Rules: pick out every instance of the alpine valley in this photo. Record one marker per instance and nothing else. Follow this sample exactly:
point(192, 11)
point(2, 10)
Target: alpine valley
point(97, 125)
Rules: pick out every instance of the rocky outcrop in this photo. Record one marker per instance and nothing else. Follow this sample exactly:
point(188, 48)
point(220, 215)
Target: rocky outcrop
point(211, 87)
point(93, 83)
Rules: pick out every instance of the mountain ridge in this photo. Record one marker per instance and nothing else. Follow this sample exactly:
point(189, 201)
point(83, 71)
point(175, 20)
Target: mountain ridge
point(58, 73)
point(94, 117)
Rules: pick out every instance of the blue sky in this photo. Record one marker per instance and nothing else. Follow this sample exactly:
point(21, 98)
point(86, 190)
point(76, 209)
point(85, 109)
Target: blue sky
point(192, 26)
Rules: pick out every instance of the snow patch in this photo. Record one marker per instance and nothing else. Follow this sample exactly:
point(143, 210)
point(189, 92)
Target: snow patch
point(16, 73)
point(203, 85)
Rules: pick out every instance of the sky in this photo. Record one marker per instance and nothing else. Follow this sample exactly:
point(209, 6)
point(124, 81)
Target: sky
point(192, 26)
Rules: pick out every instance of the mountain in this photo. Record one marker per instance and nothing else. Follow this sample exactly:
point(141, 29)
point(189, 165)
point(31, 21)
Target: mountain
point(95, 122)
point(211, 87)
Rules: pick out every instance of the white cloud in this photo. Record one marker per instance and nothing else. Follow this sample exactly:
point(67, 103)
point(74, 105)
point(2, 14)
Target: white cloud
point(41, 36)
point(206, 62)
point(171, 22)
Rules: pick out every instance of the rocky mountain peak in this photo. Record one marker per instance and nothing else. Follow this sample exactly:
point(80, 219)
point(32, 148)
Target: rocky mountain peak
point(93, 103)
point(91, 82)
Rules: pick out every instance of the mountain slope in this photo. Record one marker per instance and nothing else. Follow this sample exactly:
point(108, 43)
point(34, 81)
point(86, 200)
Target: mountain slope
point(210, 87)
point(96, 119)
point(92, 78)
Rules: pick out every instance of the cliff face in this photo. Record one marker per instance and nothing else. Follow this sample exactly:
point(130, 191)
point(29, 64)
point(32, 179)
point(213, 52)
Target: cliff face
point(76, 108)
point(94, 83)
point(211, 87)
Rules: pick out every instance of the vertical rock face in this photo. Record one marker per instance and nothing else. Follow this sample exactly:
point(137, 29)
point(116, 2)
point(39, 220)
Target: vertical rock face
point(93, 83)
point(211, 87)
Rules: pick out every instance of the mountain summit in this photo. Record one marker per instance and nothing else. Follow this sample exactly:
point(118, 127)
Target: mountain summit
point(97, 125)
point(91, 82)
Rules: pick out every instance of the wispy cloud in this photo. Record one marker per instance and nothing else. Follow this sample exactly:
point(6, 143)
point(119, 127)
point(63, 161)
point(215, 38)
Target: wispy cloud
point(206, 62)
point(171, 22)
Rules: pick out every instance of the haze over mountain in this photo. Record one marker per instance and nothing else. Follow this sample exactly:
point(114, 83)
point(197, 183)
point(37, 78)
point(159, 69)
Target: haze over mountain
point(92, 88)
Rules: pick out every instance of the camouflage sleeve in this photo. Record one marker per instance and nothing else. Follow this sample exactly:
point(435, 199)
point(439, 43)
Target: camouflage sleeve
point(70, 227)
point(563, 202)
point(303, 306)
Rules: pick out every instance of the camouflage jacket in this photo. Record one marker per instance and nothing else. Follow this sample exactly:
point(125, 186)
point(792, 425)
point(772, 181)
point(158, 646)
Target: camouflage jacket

======

Rewrite all of the lines above as a numbered list, leaving out any blank lines.

Full response
1. Rules: pick out every instance of the alpine valley in this photo. Record one marker per instance and nothing else. Follow this sample exactly:
2. point(192, 11)
3. point(2, 10)
4. Target: alpine valley
5. point(97, 125)
6. Rules: pick out every instance of the rocky outcrop in this photo. Record one marker per instance and nothing else. Follow this sample exactly:
7. point(188, 48)
8. point(220, 215)
9. Target: rocky outcrop
10. point(211, 87)
11. point(93, 83)
12. Rules: pick out every instance of the mountain ridge in this photo. Record one marker per instance and nothing else. Follow this sample exactly:
13. point(189, 201)
14. point(83, 71)
15. point(175, 20)
16. Target: mountain ridge
17. point(58, 73)
18. point(94, 117)
19. Rules: pick out every instance of the blue sky in this photo. Record one marker per instance and nothing else. Follow this sample exactly:
20. point(21, 98)
21. point(86, 190)
22. point(76, 209)
23. point(85, 109)
24. Target: blue sky
25. point(192, 26)
26. Rules: pick out every instance of the snow patch in this photo. Record one marker per instance and nothing else. Follow this sample exactly:
27. point(143, 210)
28. point(189, 92)
29. Target: snow patch
30. point(16, 73)
31. point(203, 85)
32. Rules: pick out every instance of the sky in this photo. Record one marker per instance and nothing else. Follow this sample exactly:
33. point(209, 6)
34. point(124, 81)
35. Target: sky
36. point(192, 26)
37. Rules: pick out every instance of the mountain in this photo. Record one marker per instance and nothing else. Follow this sample exactly:
38. point(141, 29)
39. point(189, 165)
40. point(31, 21)
41. Target: mountain
42. point(95, 122)
43. point(211, 87)
44. Rules: pick out every instance of the white cloud in this photo. Record one marker per instance and nothing else. Follow this sample exactly:
45. point(67, 103)
46. point(74, 105)
47. point(2, 14)
48. Target: white cloud
49. point(41, 36)
50. point(206, 62)
51. point(171, 22)
52. Rules: pick out every instance of the rocky mountain peak in this photo. Record one marker per instance and nothing else. Follow this sample exactly:
53. point(80, 219)
54. point(32, 148)
55. Target: rocky mountain peak
56. point(93, 103)
57. point(91, 82)
58. Rules: pick out every instance of the mountain slope in this photo. Record one marker per instance and nothing else. Follow this sample exactly:
59. point(108, 43)
60. point(34, 81)
61. point(86, 200)
62. Target: mountain slope
63. point(210, 87)
64. point(96, 119)
65. point(92, 78)
66. Rules: pick out every instance of the cliff face in this photo. Record one marker per instance and nothing else. Follow this sample exactly:
67. point(130, 191)
68. point(29, 64)
69. point(32, 179)
70. point(213, 52)
71. Target: cliff face
72. point(76, 108)
73. point(94, 83)
74. point(211, 87)
75. Rules: pick out every instance of the vertical rock face in this photo. Record one marker per instance and nothing else. Follow this sample exactly:
76. point(137, 29)
77. point(116, 2)
78. point(39, 220)
79. Target: vertical rock face
80. point(93, 83)
81. point(211, 87)
82. Rules: pick out every instance of the mountain summit in this photo. Record one marker per instance and nothing else. Follow this sample exactly:
83. point(118, 127)
84. Target: mountain summit
85. point(97, 125)
86. point(91, 82)
87. Rules: pick out every instance of the wispy cloud in this photo. Record one marker per instance and nothing else. Follow this sample exactly:
88. point(6, 143)
89. point(119, 127)
90. point(63, 161)
91. point(215, 38)
92. Target: wispy cloud
93. point(206, 62)
94. point(171, 22)
95. Rules: pick out every instance of the haze over mountain in this photo. Record one marker per instance and nothing else. Follow this sample exactly:
96. point(114, 83)
97. point(197, 183)
98. point(37, 78)
99. point(159, 69)
100. Target: haze over mountain
101. point(92, 88)
102. Rules: pick out every instance of the camouflage sleeve in this photo. Record one marker per instance and nothing else. Follow this sample exactly:
103. point(435, 199)
104. point(439, 43)
105. Target: camouflage sleeve
106. point(70, 227)
107. point(563, 202)
108. point(303, 306)
109. Rules: pick out every instance of the camouflage jacket in this photo. Record one marker per instance and nothing else. Follow this sample exactly:
110. point(125, 186)
111. point(792, 425)
112. point(772, 181)
113. point(158, 646)
114. Target: camouflage jacket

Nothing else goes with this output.